:: PAGE ::
The takeaway from six years of economic troubles? Keynes was right - MaysonL
http://blogs.reuters.com/anatole-kaletsky/2014/10/31/the-takeaway-from-six-years-of-economic-troubles-keynes-was-right/
======
aburan28
Real wages for almost all Americans have not risen over the past few decades
except for the rich. Quantitative easing should have been distributed to the
populace not banks. Point is the economy has not improved for most Americans
and Keynesian throry is wrong

------
gd1
"Countries that took emergency measures to reduce public borrowing have mostly
suffered weaker growth, as in the case of Britain from 2010 to 2012"

Someone is going to have to point out for me where this supposed 'austerity'
happened in the UK, because I'm f*cked if I can see it.

Charts are here:
[http://www.bbc.co.uk/news/business-25944653](http://www.bbc.co.uk/news/business-25944653)

:: RECORD SET ::
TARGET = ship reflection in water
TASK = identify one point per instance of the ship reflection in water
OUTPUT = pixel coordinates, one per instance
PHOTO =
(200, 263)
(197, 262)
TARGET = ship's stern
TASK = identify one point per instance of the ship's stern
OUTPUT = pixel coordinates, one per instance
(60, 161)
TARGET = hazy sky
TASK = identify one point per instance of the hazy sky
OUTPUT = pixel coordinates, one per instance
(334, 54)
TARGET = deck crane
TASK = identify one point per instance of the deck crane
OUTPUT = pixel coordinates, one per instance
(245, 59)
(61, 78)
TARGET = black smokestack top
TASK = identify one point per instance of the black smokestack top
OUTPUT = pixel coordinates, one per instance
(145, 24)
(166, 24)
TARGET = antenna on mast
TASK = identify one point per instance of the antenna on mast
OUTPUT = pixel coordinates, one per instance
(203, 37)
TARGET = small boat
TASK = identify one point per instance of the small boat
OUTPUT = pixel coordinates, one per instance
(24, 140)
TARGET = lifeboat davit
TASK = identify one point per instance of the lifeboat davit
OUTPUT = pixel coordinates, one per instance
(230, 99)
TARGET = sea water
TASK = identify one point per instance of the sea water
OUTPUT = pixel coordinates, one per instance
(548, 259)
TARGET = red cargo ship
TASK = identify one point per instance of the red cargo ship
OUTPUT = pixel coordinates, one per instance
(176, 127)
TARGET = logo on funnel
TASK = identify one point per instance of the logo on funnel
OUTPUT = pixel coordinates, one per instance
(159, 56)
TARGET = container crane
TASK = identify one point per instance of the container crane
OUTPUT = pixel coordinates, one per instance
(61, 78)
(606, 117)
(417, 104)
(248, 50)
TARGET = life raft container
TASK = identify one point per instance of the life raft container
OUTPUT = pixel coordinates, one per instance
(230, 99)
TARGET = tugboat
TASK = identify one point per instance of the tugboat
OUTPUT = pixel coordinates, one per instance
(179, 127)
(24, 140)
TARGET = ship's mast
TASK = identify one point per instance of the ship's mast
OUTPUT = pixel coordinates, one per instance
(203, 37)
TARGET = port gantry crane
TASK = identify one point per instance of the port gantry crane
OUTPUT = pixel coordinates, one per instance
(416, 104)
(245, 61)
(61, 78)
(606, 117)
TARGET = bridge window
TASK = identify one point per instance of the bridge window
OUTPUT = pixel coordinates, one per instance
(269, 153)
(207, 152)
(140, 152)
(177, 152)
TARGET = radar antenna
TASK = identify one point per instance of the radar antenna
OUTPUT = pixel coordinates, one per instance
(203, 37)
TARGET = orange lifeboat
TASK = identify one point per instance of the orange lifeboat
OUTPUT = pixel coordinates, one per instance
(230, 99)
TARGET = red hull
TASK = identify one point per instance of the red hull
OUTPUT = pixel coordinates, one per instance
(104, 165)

:: WHAT TO WORK ON ::
Answer these from the Keynes thread above, one per line:
1. According to the first reply, whom should quantitative easing have gone to instead of banks?
2. What country and years does the passage quoted in the second reply give as an example of weaker growth?
3. What site hosts the charts linked at the end?

:: OUTPUT OF THE EXERCISE ::
1. The populace.
2. Britain, from 2010 to 2012.
3. The BBC (bbc.co.uk).